REQUEST:
Transcribe every one of the entries below word for word, omitting the picture from your answer.

INFORMATION SUPPLIED:
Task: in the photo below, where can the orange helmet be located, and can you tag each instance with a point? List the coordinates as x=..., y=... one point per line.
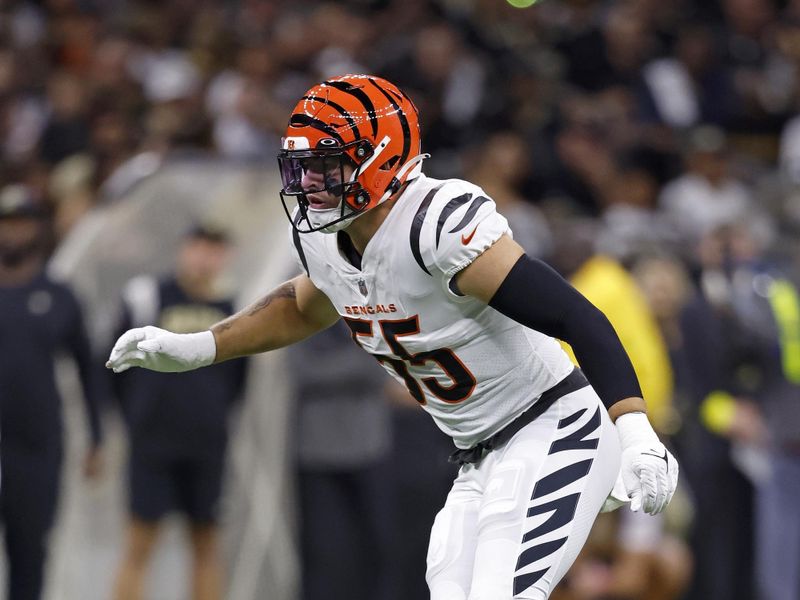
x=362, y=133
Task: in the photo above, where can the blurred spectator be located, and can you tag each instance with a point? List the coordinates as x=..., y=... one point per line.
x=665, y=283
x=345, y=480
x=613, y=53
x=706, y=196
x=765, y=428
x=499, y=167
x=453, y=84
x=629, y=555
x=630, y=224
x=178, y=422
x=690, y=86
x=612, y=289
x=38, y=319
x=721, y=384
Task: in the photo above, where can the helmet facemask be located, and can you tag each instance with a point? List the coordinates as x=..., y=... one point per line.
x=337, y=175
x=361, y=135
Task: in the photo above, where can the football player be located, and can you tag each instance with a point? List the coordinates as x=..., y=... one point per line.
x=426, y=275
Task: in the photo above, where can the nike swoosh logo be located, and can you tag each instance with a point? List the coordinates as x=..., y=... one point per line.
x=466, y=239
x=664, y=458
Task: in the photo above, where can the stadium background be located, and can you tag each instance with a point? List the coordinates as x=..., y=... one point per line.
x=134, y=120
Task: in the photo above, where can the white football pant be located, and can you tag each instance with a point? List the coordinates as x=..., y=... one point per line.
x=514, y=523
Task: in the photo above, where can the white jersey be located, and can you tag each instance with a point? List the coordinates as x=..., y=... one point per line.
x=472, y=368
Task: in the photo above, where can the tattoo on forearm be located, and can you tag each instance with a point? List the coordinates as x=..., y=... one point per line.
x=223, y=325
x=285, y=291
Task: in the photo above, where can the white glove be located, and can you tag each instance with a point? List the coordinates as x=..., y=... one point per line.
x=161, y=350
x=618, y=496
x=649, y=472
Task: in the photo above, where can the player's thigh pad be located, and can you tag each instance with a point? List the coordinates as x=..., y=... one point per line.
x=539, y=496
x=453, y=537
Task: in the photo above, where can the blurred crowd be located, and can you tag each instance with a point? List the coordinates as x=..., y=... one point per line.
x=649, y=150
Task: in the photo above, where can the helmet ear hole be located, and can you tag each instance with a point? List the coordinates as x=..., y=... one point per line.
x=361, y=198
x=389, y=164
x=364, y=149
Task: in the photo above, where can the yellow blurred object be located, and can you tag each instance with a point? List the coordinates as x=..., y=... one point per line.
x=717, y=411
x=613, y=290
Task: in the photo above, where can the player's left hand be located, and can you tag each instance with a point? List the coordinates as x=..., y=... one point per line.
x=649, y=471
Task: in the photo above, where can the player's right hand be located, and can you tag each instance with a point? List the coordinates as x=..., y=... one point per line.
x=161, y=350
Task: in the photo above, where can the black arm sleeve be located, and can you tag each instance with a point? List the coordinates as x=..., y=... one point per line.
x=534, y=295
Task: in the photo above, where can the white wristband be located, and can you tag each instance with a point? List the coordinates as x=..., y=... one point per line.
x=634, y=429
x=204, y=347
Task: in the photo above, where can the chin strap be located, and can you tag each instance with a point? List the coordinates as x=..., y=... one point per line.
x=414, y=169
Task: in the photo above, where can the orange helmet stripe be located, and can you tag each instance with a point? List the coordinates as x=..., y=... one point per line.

EXERCISE RESPONSE:
Task: in the photo below, where can the orange helmet be located, and can you tag each instance with a point? List the coordinates as x=..., y=... one point per line.
x=362, y=133
Task: in the photo above, where can the blurred spectator be located, and can you tag each instance with a point? List the coordinates as x=..., y=... one point per line.
x=665, y=283
x=345, y=480
x=613, y=53
x=706, y=196
x=765, y=428
x=499, y=167
x=453, y=84
x=629, y=555
x=630, y=224
x=178, y=422
x=690, y=86
x=612, y=289
x=38, y=319
x=721, y=384
Task: in the photo above, where can the helmet facemask be located, and can you tag each instance with a point? List the coordinates as x=..., y=... one point per line.
x=337, y=175
x=361, y=135
Task: in the photo above, where can the football player be located, and can you tag each instance with a point? List the coordinates as x=..., y=... one point per line.
x=426, y=275
Task: in the photo above, where can the nike swoosh logo be located, and can you tag each instance with a point? List the coordinates as x=..., y=... one point per line.
x=466, y=239
x=664, y=458
Task: in the photo above, where can the stadium background be located, and can you tag each instance with a point? List the coordinates as x=..., y=... one point per line.
x=134, y=120
Task: in the photo above, where can the white football pant be located, and can you tag each instance with a point? List the coordinates as x=..., y=... one point per line.
x=514, y=523
Task: in the photo above, where can the white jersey be located, and can you tag each instance with a point? List the coordinates as x=..., y=... one point per line.
x=472, y=368
Task: in the photo above, where can the tattoo on forearm be located, and can you tag each instance with a point? List the coordinates as x=..., y=... one point per line.
x=223, y=325
x=285, y=291
Task: in the photo above, where can the white glove be located, and can you tag each instance with a point? List the coordinates as x=..., y=... one point per line.
x=161, y=350
x=618, y=496
x=649, y=472
Task: in the photo above, where can the player's thigh pad be located, and can you tag each instance with a point? List the coordinates as x=..., y=... one point per line.
x=539, y=496
x=453, y=537
Task: in the photo above, where can the blurred crowd be located, and can you tag each instance with a point? List the coordinates as x=..., y=... one point per line.
x=649, y=150
Task: in the photo above, where can the helmet ear hole be located, and can you tag each instance with a point? List the coordinates as x=..., y=... one point per line.
x=361, y=198
x=389, y=164
x=364, y=149
Task: in the photo above, where can the yellow blurred object be located, and can you tag each instance with a point? List the coordinates as x=..., y=... one point per line.
x=717, y=411
x=613, y=290
Task: in the photo above, where can the player's left hand be located, and can you tag each instance with a point? List the coordinates as x=..., y=... one point per line.
x=649, y=471
Task: in the photo above, where can the player's right hand be located, and can you tag each instance with a point? List the coordinates as x=..., y=... one point per line.
x=161, y=350
Task: in the photo above, where can the black arm sleeve be located, and can you tag each instance with a point? List the coordinates as x=..., y=... one point per line.
x=534, y=295
Task: in the photo above, where can the white wristband be located, and can you tag each instance with a point? List the coordinates as x=..., y=... one point per line.
x=634, y=429
x=204, y=347
Task: in the photo above, where can the chin strap be located, and can you tag each instance with a point? List the coordinates as x=..., y=... one point per line.
x=414, y=169
Task: in the photo above, where can the orange helmet stripe be located, and can you tag each instance with a point? List the coordinates as x=..., y=... one point per line.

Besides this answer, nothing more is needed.